(Texto de lectura):
Haciendo caso omiso a la incómoda verdad que se esconde detrás de estas estadísticas, la mayoría de naciones están adoptando las creencias y los valores promovidos por el estilo de vida materialista y deshumanizado imperante en la actualidad. A este fenómeno se le conoce como “globalización”, un proceso por el cual el sistema de libre mercado, guiado por el obsesivo e insostenible afán de crecimiento económico de las corporaciones, está dificultando a los seres humanos desarrollar el altruismo y alcanzar la plenitud.

LA SOCIEDAD DEL MALESTAR
“El crecimiento económico del sistema capitalista se sustenta gracias a la insatisfacción de la sociedad.”
(Clive Hamilton)

(Enunciado 1):
Enumera, en el orden en que aparecen, las palabras del texto de lectura que están escritas completamente en mayúsculas.

(Entradas extraídas):

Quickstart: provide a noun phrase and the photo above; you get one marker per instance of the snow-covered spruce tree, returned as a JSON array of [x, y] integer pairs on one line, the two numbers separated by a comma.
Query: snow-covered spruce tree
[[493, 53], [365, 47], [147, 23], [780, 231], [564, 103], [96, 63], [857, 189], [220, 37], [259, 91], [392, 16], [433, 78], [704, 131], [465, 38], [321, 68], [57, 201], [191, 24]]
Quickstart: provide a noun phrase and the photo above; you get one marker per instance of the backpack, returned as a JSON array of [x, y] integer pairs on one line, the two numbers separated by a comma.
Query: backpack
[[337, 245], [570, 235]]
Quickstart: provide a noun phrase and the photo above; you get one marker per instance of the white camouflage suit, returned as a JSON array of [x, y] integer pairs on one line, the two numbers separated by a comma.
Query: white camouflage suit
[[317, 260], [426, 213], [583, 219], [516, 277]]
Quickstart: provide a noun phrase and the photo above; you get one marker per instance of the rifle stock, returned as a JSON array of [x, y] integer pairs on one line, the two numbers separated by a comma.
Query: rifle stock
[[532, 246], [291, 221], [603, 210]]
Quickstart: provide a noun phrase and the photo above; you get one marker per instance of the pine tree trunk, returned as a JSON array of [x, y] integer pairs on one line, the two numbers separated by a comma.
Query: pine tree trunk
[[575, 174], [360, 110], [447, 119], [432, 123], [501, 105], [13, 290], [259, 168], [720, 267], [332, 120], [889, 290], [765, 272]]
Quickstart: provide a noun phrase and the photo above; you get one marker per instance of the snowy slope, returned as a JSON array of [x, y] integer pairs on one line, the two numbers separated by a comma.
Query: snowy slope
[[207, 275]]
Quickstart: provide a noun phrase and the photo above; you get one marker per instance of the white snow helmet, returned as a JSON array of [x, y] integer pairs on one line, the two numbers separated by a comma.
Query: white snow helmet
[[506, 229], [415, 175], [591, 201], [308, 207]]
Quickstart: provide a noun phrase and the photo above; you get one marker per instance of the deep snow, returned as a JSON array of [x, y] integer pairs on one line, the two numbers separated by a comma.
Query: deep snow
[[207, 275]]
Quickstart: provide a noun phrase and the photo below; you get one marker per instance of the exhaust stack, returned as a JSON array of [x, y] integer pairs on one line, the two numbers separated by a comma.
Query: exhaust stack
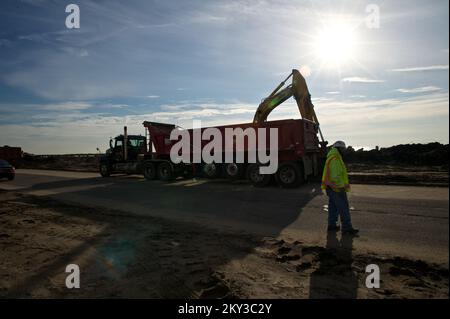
[[125, 143]]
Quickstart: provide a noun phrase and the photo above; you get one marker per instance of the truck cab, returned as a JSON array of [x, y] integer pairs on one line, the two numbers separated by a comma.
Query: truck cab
[[123, 155]]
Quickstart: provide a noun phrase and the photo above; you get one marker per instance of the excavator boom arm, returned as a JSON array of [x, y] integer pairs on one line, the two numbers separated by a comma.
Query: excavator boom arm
[[298, 89]]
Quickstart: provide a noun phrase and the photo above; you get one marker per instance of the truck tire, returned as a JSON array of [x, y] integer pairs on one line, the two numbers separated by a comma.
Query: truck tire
[[256, 178], [289, 175], [211, 170], [165, 171], [233, 171], [149, 171], [104, 170]]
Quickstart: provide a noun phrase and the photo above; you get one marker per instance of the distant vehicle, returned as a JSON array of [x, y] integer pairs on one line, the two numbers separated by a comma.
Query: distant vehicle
[[7, 170], [13, 155]]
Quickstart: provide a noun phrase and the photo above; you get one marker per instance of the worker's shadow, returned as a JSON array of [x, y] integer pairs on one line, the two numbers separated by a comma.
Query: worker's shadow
[[335, 278]]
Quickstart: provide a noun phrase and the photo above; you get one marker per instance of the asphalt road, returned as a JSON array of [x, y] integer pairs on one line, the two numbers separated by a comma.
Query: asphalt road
[[394, 220]]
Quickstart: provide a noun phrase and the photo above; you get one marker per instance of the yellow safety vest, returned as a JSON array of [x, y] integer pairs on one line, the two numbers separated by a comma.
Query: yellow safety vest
[[335, 173]]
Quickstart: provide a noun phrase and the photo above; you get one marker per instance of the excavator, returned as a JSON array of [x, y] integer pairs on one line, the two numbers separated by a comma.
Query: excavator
[[298, 145], [299, 90]]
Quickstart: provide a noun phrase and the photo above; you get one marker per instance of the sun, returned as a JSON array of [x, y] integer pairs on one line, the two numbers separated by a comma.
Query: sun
[[335, 44]]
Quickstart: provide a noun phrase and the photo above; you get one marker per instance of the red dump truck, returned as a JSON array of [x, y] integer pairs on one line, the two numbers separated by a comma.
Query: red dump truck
[[299, 151]]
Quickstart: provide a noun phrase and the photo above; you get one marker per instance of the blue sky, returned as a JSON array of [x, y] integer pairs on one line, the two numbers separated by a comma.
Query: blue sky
[[68, 90]]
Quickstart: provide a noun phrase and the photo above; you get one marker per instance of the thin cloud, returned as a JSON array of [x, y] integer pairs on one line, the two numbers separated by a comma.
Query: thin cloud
[[442, 67], [423, 89], [357, 79]]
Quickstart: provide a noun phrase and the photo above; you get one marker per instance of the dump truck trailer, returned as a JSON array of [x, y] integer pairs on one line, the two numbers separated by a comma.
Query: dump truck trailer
[[299, 150]]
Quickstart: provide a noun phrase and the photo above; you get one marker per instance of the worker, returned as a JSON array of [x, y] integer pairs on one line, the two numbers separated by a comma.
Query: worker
[[335, 183]]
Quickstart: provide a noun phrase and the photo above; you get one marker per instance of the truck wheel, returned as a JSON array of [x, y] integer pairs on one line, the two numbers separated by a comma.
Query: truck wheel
[[165, 171], [233, 171], [257, 179], [211, 170], [149, 171], [104, 170], [289, 175]]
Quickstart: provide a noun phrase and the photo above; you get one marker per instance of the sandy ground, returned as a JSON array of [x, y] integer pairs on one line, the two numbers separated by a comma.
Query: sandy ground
[[122, 255]]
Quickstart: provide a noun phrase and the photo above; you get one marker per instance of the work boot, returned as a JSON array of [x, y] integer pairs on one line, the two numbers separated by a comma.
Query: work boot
[[333, 228], [351, 231]]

(Enunciado 2):
Convierte en una lista numerada todas las líneas de las entradas, desde la que contiene "of the thin" hasta el final de las entradas, ambos extremos incluidos y sin líneas en blanco.

(Resultado del ejercicio 1):
LA, SOCIEDAD, DEL, MALESTAR

(Resultado del ejercicio 2):
1. Quickstart: provide a noun phrase and the photo above; you get one marker per instance of the thin cloud, returned as a JSON array of [x, y] integer pairs on one line, the two numbers separated by a comma.
2. Query: thin cloud
3. [[442, 67], [423, 89], [357, 79]]
4. Quickstart: provide a noun phrase and the photo above; you get one marker per instance of the dump truck trailer, returned as a JSON array of [x, y] integer pairs on one line, the two numbers separated by a comma.
5. Query: dump truck trailer
6. [[299, 150]]
7. Quickstart: provide a noun phrase and the photo above; you get one marker per instance of the worker, returned as a JSON array of [x, y] integer pairs on one line, the two numbers separated by a comma.
8. Query: worker
9. [[335, 183]]
10. Quickstart: provide a noun phrase and the photo above; you get one marker per instance of the truck wheel, returned as a JSON array of [x, y] integer pairs on one line, the two numbers separated by a comma.
11. Query: truck wheel
12. [[165, 171], [233, 171], [257, 179], [211, 170], [149, 171], [104, 170], [289, 175]]
13. Quickstart: provide a noun phrase and the photo above; you get one marker per instance of the sandy ground, returned as a JSON array of [x, y] integer pairs on one line, the two numbers separated by a comma.
14. Query: sandy ground
15. [[122, 255]]
16. Quickstart: provide a noun phrase and the photo above; you get one marker per instance of the work boot, returned as a JSON array of [x, y] integer pairs on one line, the two numbers separated by a comma.
17. Query: work boot
18. [[333, 228], [351, 231]]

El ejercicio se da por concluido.